— Short problem —
List every line in the records below that contains the string "railing", copying each line in full; matching is case-sensitive.

— Location identification items —
┌──
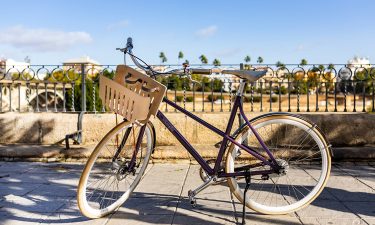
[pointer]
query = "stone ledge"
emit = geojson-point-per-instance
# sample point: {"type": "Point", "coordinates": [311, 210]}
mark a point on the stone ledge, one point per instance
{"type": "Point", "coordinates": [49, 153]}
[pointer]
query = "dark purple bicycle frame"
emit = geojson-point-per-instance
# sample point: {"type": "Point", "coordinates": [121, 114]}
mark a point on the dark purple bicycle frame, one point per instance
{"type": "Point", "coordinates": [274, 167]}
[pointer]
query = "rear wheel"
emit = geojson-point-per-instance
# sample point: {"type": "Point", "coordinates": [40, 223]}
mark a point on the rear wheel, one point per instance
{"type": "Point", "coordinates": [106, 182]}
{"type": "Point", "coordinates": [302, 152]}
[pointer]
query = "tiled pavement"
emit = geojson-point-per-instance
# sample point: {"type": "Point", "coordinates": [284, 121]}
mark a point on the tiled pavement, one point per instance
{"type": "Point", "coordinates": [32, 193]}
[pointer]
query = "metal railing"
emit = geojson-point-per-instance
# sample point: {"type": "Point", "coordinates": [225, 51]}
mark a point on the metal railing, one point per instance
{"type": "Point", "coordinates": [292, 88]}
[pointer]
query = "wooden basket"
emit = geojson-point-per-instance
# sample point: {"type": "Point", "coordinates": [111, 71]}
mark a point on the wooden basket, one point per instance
└──
┌──
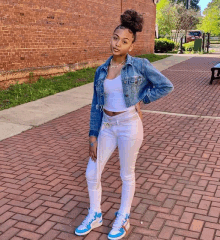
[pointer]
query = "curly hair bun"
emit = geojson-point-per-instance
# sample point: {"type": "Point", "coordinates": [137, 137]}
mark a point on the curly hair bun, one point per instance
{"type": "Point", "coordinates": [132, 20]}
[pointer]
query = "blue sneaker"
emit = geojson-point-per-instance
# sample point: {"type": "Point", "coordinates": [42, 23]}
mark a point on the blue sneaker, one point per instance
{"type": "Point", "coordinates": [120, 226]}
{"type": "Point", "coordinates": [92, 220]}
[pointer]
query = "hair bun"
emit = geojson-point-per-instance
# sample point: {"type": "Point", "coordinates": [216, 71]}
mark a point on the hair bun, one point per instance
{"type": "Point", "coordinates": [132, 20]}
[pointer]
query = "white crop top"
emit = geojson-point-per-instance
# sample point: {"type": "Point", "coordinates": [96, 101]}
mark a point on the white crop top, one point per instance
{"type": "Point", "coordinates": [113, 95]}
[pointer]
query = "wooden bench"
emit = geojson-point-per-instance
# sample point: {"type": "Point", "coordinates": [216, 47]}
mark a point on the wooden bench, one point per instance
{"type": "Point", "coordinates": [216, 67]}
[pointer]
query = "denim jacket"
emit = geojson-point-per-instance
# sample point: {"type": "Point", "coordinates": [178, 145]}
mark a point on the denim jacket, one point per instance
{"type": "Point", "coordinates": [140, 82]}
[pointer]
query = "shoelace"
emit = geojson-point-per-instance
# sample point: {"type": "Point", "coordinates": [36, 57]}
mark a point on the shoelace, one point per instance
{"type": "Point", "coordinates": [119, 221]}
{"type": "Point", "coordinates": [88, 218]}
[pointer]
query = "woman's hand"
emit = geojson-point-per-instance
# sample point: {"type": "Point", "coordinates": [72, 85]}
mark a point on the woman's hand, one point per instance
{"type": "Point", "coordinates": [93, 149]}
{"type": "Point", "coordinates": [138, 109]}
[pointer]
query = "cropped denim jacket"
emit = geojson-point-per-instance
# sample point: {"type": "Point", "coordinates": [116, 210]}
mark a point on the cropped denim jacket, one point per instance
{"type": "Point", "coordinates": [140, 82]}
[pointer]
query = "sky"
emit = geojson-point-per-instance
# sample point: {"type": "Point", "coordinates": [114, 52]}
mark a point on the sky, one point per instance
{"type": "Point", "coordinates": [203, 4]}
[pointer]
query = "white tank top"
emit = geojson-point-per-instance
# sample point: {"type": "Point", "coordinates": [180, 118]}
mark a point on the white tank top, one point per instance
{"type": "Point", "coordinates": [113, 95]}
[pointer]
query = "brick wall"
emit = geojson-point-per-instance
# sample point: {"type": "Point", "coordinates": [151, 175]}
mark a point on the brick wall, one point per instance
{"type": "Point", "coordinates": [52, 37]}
└──
┌──
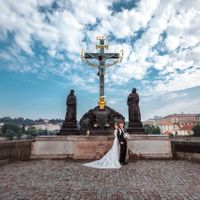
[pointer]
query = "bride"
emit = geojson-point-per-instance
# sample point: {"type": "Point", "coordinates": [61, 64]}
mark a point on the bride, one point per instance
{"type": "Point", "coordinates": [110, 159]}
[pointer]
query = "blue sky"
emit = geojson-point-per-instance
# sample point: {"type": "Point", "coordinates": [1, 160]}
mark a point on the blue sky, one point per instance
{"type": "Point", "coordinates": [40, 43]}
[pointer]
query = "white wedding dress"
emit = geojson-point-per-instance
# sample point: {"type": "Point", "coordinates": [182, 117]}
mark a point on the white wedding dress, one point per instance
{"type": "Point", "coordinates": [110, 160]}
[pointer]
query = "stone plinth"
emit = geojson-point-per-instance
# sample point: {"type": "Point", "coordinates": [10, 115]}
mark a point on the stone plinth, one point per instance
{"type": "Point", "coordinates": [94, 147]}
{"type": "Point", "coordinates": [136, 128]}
└──
— Result —
query = "metal railing"
mark a point on the metal railing, one point per instance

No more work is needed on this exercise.